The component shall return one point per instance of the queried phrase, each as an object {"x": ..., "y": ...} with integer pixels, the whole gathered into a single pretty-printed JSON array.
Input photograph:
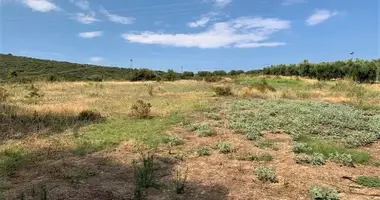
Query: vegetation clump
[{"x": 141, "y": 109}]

□ □ □ □

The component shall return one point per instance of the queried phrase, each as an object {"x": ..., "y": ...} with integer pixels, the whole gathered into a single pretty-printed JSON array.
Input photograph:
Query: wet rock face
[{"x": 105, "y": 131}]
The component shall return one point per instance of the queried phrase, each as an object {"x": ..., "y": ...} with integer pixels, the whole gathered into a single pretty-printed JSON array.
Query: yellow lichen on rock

□ □ □ □

What the task requires |
Identify every line of the rows above that contains the string "Query", and copy each such line in full.

Right answer |
Query: vegetation clump
Query: wet rock face
Query: yellow lichen on rock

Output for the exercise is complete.